== What is needed ==
Write out the rows below again, substituting "rectangle" for every instance of "bounding box" and changing nothing else. Omit the pictures from your answer.
▬▬▬▬▬▬
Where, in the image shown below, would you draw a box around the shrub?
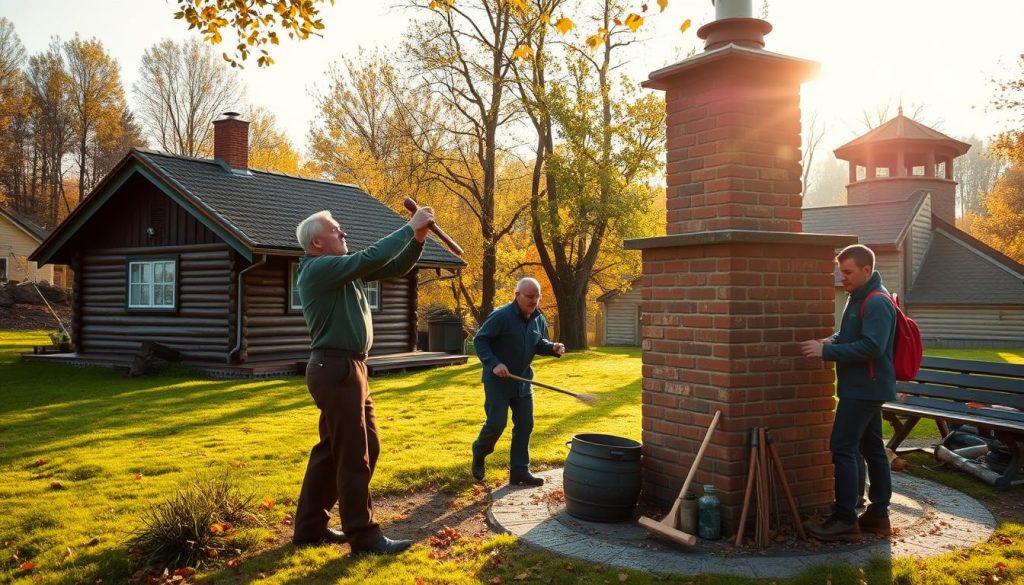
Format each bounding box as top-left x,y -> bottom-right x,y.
128,478 -> 262,568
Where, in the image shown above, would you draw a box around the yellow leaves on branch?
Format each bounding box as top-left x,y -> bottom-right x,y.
512,45 -> 534,59
174,0 -> 334,67
427,0 -> 455,10
626,12 -> 643,33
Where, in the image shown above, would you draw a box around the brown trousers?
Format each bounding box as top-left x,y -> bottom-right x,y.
294,350 -> 382,550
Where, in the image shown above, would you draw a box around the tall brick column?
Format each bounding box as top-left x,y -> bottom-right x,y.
627,10 -> 856,531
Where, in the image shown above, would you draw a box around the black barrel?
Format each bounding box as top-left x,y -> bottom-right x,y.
562,433 -> 640,523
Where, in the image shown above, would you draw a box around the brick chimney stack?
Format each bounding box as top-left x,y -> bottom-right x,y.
213,112 -> 249,170
626,0 -> 856,531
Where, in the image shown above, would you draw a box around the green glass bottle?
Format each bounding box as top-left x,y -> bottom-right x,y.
697,484 -> 722,540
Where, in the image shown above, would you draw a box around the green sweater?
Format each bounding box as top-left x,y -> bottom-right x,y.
297,224 -> 423,353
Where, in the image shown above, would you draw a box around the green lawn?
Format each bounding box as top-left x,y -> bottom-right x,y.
0,331 -> 1024,584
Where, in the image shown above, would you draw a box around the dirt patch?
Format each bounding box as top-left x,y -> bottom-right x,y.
0,303 -> 71,331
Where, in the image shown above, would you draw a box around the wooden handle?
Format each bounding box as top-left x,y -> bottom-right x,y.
404,197 -> 463,256
667,411 -> 722,528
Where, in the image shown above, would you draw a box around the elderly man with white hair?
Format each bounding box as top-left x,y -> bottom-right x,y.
472,277 -> 565,486
292,207 -> 433,554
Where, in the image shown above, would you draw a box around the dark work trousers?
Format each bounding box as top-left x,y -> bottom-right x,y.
295,350 -> 382,551
829,399 -> 892,523
473,382 -> 534,473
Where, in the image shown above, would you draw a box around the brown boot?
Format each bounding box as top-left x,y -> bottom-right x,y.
857,512 -> 893,536
807,514 -> 860,542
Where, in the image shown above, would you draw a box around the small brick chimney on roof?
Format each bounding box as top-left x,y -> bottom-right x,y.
213,112 -> 249,170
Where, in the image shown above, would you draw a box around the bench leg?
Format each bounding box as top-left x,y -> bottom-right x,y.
995,432 -> 1024,490
883,413 -> 921,453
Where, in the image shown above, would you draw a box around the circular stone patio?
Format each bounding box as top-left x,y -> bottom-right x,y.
487,469 -> 995,577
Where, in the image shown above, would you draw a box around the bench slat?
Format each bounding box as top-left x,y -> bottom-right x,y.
896,382 -> 1024,410
882,396 -> 1024,432
921,356 -> 1024,380
914,369 -> 1024,396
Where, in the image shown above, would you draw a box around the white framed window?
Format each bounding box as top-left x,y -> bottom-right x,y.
288,262 -> 302,310
128,259 -> 177,308
367,281 -> 381,312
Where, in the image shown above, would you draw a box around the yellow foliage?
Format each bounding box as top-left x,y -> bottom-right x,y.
626,12 -> 643,33
969,164 -> 1024,262
512,45 -> 534,58
555,16 -> 575,35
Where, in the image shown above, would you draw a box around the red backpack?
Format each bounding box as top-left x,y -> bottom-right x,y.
860,289 -> 925,382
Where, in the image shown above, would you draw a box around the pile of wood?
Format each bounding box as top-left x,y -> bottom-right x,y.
736,427 -> 807,548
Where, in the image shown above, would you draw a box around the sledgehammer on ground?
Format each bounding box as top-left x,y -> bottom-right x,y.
640,411 -> 722,546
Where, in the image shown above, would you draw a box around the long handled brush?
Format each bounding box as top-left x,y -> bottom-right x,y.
508,374 -> 601,406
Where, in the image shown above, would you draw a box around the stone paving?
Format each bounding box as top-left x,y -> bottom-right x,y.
487,469 -> 995,578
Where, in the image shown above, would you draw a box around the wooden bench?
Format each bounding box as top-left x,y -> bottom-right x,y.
882,357 -> 1024,489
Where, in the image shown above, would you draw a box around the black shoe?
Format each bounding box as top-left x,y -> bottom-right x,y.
292,528 -> 348,546
509,471 -> 544,488
807,514 -> 860,542
352,536 -> 413,555
857,512 -> 893,536
473,455 -> 483,482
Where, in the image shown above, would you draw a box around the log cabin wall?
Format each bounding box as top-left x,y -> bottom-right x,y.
241,256 -> 416,363
71,175 -> 233,363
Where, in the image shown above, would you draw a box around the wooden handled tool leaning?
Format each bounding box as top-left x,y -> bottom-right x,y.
640,411 -> 722,546
404,197 -> 463,256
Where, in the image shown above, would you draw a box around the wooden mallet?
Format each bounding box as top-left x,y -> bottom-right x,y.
640,411 -> 722,546
404,197 -> 463,256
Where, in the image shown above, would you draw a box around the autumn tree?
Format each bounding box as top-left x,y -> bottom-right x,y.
246,106 -> 301,175
133,39 -> 244,157
953,135 -> 1007,217
517,0 -> 665,348
404,0 -> 526,323
970,163 -> 1024,263
63,36 -> 128,199
25,39 -> 74,225
0,16 -> 30,210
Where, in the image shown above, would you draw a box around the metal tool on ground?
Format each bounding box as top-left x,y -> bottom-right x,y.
509,374 -> 600,406
640,411 -> 722,546
735,427 -> 807,547
403,197 -> 463,257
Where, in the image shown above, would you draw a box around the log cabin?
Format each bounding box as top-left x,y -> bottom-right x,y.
25,113 -> 466,377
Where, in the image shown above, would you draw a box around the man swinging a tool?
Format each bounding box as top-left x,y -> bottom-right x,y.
472,278 -> 565,487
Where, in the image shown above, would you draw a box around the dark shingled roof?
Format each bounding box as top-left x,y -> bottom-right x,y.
133,150 -> 464,266
0,207 -> 50,242
906,225 -> 1024,305
804,191 -> 928,248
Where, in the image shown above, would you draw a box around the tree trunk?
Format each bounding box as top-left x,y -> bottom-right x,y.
554,282 -> 588,349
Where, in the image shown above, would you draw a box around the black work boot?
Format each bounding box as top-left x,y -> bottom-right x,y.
472,455 -> 483,482
807,514 -> 860,542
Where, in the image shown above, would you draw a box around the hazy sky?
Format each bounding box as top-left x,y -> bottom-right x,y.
6,0 -> 1024,155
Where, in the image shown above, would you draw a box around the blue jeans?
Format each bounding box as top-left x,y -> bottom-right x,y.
828,399 -> 893,523
473,383 -> 534,473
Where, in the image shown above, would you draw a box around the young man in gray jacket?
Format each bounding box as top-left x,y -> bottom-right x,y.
801,244 -> 896,541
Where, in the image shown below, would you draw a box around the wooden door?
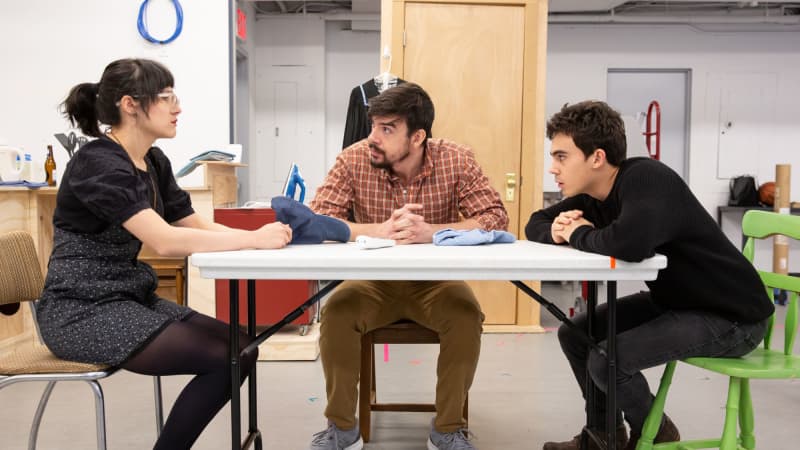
▬▬▬▬▬▬
== Finished exercise ==
Where, in the image shown below, would you draw a box around the shrub?
Format each rectangle as top-left x,y -> bottom-right x,y.
128,478 -> 262,568
Where, in the image shown above, would you draw a box around the yellow leaves on branch?
Format each rectangle as top-left x,y -> bottom-right x,y.
512,45 -> 534,59
174,0 -> 334,67
427,0 -> 455,10
626,12 -> 643,33
Where, in the image shown above, would you draw a box around the brown trousers?
Format each rectangle as top-left x,y -> bottom-right x,y.
294,350 -> 382,550
Where, in the image shown above, would you draw a box around the tall brick column?
Format each rectangle as top-left x,y -> bottom-right x,y.
627,10 -> 856,531
Where, in the image shown above, would you draw a box around the black barrel?
Format each rectangle as top-left x,y -> bottom-right x,y.
562,433 -> 640,523
Where, in the image shown above, would you draw a box around the brick chimney stack?
Format each rectangle as top-left x,y -> bottom-right x,y.
213,112 -> 249,170
626,0 -> 856,531
Where, in the image shown above, would you draw a box around the green glass bottle?
Format each rectangle as top-left x,y -> bottom-right x,y.
697,484 -> 722,540
Where, in the image shown above, would you draw a box around the green sweater?
Format each rectangle as top-left x,y -> bottom-right x,y.
297,224 -> 423,353
Where, in the image shown above, would you draw a box around the green lawn?
Format each rectangle as top-left x,y -> bottom-right x,y.
0,331 -> 1024,584
Where, in the image shown above, would you draw a box around the dirt patch?
Format each rectangle as top-left x,y -> bottom-right x,y.
0,303 -> 71,331
Where, in the image shown above, would you draw a box around the wooden handle?
Format each rectangle as top-left x,y -> bottom-right x,y.
404,197 -> 463,256
667,411 -> 722,528
Where, in the image shown above, would you draw a box around the elderly man with white hair?
Format each rectangle as top-left x,y -> bottom-right x,y.
472,277 -> 565,486
292,207 -> 433,554
Where, in the image shown above, would you draw a box around the dark work trousers?
Format each rectangle as top-left x,y -> bottom-right x,y.
295,350 -> 382,551
829,399 -> 892,523
473,382 -> 534,473
Where, in the image shown above, would you draw a box around the brown boot?
Format each rectangle as top-left x,y -> bottom-right x,y.
857,512 -> 893,536
807,514 -> 860,542
Where, in the image shown above, would you draw a box around the small brick chimney on roof?
Format each rectangle as top-left x,y -> bottom-right x,y.
213,112 -> 249,170
Where, in the image shown above, would you draw a box around the bench leg?
Format each rectangle as top-left x,y -> bottom-right x,y.
995,432 -> 1024,490
883,413 -> 921,453
Where, in the image shown above, would you draw a box around the circular stone patio?
Format each rectangle as top-left x,y -> bottom-right x,y.
487,469 -> 995,577
Where, in the image shown above, would you draw a box around the bench slat?
Format each rectangle as top-left x,y -> bottom-right x,y.
896,382 -> 1024,410
882,396 -> 1024,432
921,356 -> 1024,380
914,369 -> 1024,396
Where, in the image shown above, would you draw a box around the white framed window?
Format each rectangle as top-left x,y -> bottom-right x,y.
288,262 -> 302,310
128,259 -> 177,308
367,281 -> 381,312
Where, in the image shown above, would you draw a box around the yellow foliage?
Format each rectangle as top-left x,y -> bottom-right x,y.
626,12 -> 643,33
969,164 -> 1024,262
512,45 -> 534,58
555,16 -> 575,35
Where, in the image shown above, would you draw a box around the red backpack?
Format each rectangle as top-left x,y -> bottom-right x,y.
860,289 -> 925,382
Where, in the image shown above, would you draw a box around the pile of wood?
Format each rectangle as top-left x,y -> bottom-right x,y.
736,427 -> 807,548
Where, in the image shown above, would you draw a box around the sledgehammer on ground?
Format each rectangle as top-left x,y -> bottom-right x,y.
640,411 -> 722,546
Where, in the image shown above, would you draw a box around the long handled brush?
Format each rectangle as top-left x,y -> bottom-right x,y.
508,374 -> 601,406
Where, in the image shown above, would you draw a box around the stone paving?
Format each rectangle as top-left x,y -> bottom-right x,y.
487,469 -> 995,578
Where, in the image shown above, would you draw a box around the wooden bench?
Format each rectangle as top-left x,y -> bottom-right x,y.
882,357 -> 1024,489
Where, in the image shown above, would you draw a box around the black shoe?
Format each rectangle as top-left x,y -> bottom-right x,y.
292,528 -> 348,546
509,471 -> 544,488
807,514 -> 860,542
352,536 -> 413,555
857,512 -> 893,536
473,455 -> 483,482
Where, in the image shown above, would you draw a box around the log cabin wall?
Format each rectangle as top-left x,y -> bottom-right x,y.
241,256 -> 416,363
71,175 -> 233,363
Where, in the image shown above, would you draw a box around the wooden handled tool leaning?
Format each rectangle as top-left x,y -> bottom-right x,y.
640,411 -> 722,546
404,197 -> 463,256
Where, in the image shown above, would you draw a box around the wooden mallet?
Format each rectangle as top-left x,y -> bottom-right x,y.
640,411 -> 722,546
404,197 -> 463,256
Where, in the image shown above, would you draw a box around the autumn tree?
Format each rectangle as top-left x,y -> bottom-right x,y.
246,106 -> 301,175
133,39 -> 244,157
953,135 -> 1007,217
517,0 -> 665,348
404,0 -> 526,323
970,163 -> 1024,263
63,36 -> 128,199
25,39 -> 74,225
0,16 -> 30,210
Where, in the image shown above, would you draw a box around the metal tool on ground?
Format each rectangle as top-left x,y -> bottom-right x,y.
509,374 -> 600,406
640,411 -> 722,546
735,427 -> 807,547
403,197 -> 463,257
Where, in the image shown above, would you draw a box around the log cabin?
Format each rectangle as top-left x,y -> bottom-right x,y.
25,113 -> 466,377
Where, in the image shown above, would you draw a box around the man swinging a tool?
Format each rectangle as top-left x,y -> bottom-right x,y.
472,278 -> 565,487
Where, in the image shown above, would you draw a box around the dark shingled roof?
Format each rectangle as top-left x,y -> bottom-right x,y.
133,150 -> 464,266
0,207 -> 50,242
906,225 -> 1024,305
804,191 -> 928,248
Where, in the image shown above, would you draw a box around the tree trunk?
Format each rectangle as top-left x,y -> bottom-right x,y.
554,282 -> 588,349
Where, in the image shown above, would you draw a box around the black work boot?
Format each rectangle as top-left x,y -> bottom-right x,y.
472,455 -> 483,482
807,514 -> 860,542
Where, in the image shown above, would you draw a box around the hazy sky?
Format each rectangle as top-left x,y -> bottom-right x,y.
6,0 -> 1024,155
Where, in the image shown above, would you draw a box around the blue jeans?
Format each rectangle as top-left x,y -> bottom-right x,y.
828,399 -> 893,523
473,383 -> 534,473
Where, in the image shown above, would you draw a box around the young man in gray jacket?
Format each rectangle as top-left x,y -> bottom-right x,y.
801,244 -> 896,541
Where, in the image shown below, would you draw a box around the wooden door?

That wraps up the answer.